--- start of Reading text ---
This is an automated email from the ASF dual-hosted git repository.
yhu pushed a commit to branch master
in repository https://gitbox.apache.org/repos/asf/beam.git
The following commit(s) were added to refs/heads/master by this push:
new 9394f8561d2 [JdbcIO] Adding disableAutoCommit flag (#32988)
9394f8561d2 is described below
commit 9394f8561d29509a6e67fcd66254197bd0d46b2e
Author: Chris Ashcraft <[email protected]>
AuthorDate: Tue Nov 12 18:58:38 2024 -0600
[JdbcIO] Adding disableAutoCommit flag (#32988)
* adding disableAutoCommit flag to ReadFn
---------
Co-authored-by: Chris Ashcraft <[email protected]>
---
CHANGES.md | 1 +
.../java/org/apache/beam/sdk/io/jdbc/JdbcIO.java | 86 ++++++++++++++++++++--
.../io/jdbc/JdbcReadSchemaTransformProvider.java | 9 +++
.../beam/sdk/io/jdbc/JdbcSchemaIOProvider.java | 11 +++
sdks/python/apache_beam/io/jdbc.py | 5 ++
5 files changed, 106 insertions(+), 6 deletions(-)
diff --git a/CHANGES.md b/CHANGES.md
index 261fafc024f..c5731bcff31 100644
--- a/CHANGES.md
+++ b/CHANGES.md
@@ -94,6 +94,7 @@
* Fixed X (Java/Python) ([#X](https://github.com/apache/beam/issues/X)).
* (Java) Fixed tearDown not invoked when DoFn throws on Portable Runners
([#18592](https://github.com/apache/beam/issues/18592),
[#31381](https://github.com/apache/beam/issues/31381)).
* (Java) Fixed protobuf error with MapState.remove() in Dataflow Streaming
Java Legacy Runner without Streaming Engine
([#32892](https://github.com/apache/beam/issues/32892)).
+* Adding flag to support conditionally disabling auto-commit in JdbcIO ReadFn
([#31111](https://github.com/apache/beam/issues/31111))
## Security Fixes
* Fixed (CVE-YYYY-NNNN)[https://www.cve.org/CVERecord?id=CVE-YYYY-NNNN]
(Java/Python/Go) ([#X](https://github.com/apache/beam/issues/X)).
--- end of Reading text ---
--- start of Entries provided ---
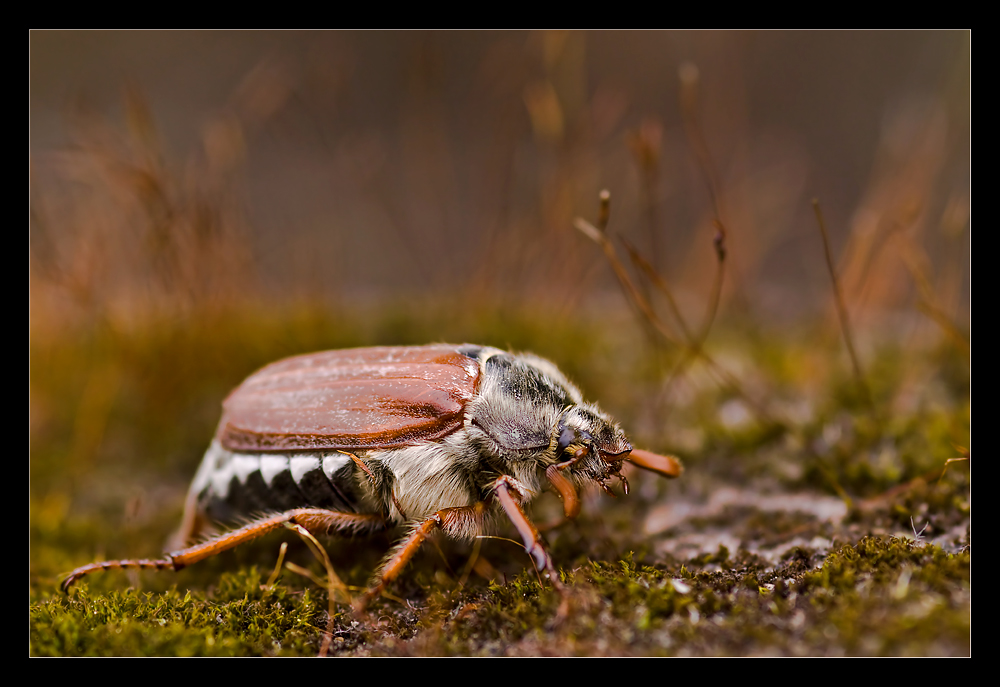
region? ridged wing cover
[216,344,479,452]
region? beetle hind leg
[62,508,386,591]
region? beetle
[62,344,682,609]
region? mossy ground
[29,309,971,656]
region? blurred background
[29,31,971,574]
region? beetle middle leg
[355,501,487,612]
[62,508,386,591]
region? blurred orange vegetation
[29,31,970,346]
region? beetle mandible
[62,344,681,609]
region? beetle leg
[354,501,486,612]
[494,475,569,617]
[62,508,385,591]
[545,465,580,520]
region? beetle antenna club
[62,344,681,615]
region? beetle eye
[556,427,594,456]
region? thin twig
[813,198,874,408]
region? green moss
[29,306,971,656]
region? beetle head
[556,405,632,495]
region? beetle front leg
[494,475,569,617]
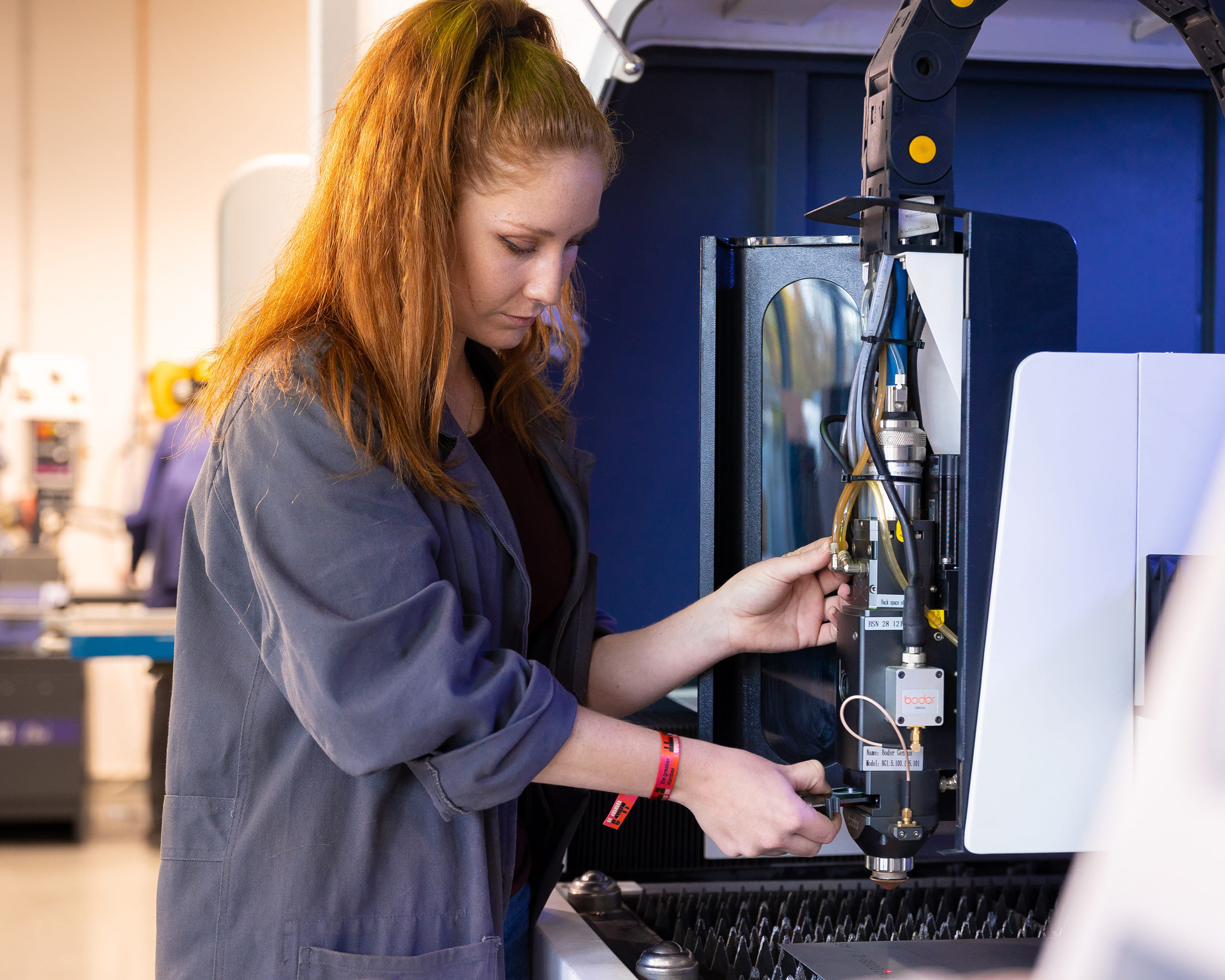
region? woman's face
--- end of Entries provided ---
Written request A —
Above the material is the JdbcIO commit email. Reproduce the stretch of it from "diff --git a/CHANGES.md" through "[#31381](https://github.com/apache/beam/issues/31381)).".
Written request B —
Continue the JdbcIO commit email, which appears before the material, starting after its last line.

Reply A —
diff --git a/CHANGES.md b/CHANGES.md
index 261fafc024f..c5731bcff31 100644
--- a/CHANGES.md
+++ b/CHANGES.md
@@ -94,6 +94,7 @@
* Fixed X (Java/Python) ([#X](https://github.com/apache/beam/issues/X)).
* (Java) Fixed tearDown not invoked when DoFn throws on Portable Runners
([#18592](https://github.com/apache/beam/issues/18592),
[#31381](https://github.com/apache/beam/issues/31381)).

Reply B —
diff --git
a/sdks/java/io/jdbc/src/main/java/org/apache/beam/sdk/io/jdbc/JdbcIO.java
b/sdks/java/io/jdbc/src/main/java/org/apache/beam/sdk/io/jdbc/JdbcIO.java
index 2f164fa3bb7..946c07f5576 100644
--- a/sdks/java/io/jdbc/src/main/java/org/apache/beam/sdk/io/jdbc/JdbcIO.java
+++ b/sdks/java/io/jdbc/src/main/java/org/apache/beam/sdk/io/jdbc/JdbcIO.java
@@ -333,6 +333,7 @@ public class JdbcIO {
return new AutoValue_JdbcIO_Read.Builder<T>()
.setFetchSize(DEFAULT_FETCH_SIZE)
.setOutputParallelization(true)
+ .setDisableAutoCommit(DEFAULT_DISABLE_AUTO_COMMIT)
.build();
}
@@ -341,6 +342,7 @@ public class JdbcIO {
return new AutoValue_JdbcIO_ReadRows.Builder()
.setFetchSize(DEFAULT_FETCH_SIZE)
.setOutputParallelization(true)
+ .setDisableAutoCommit(DEFAULT_DISABLE_AUTO_COMMIT)
.setStatementPreparator(ignored -> {})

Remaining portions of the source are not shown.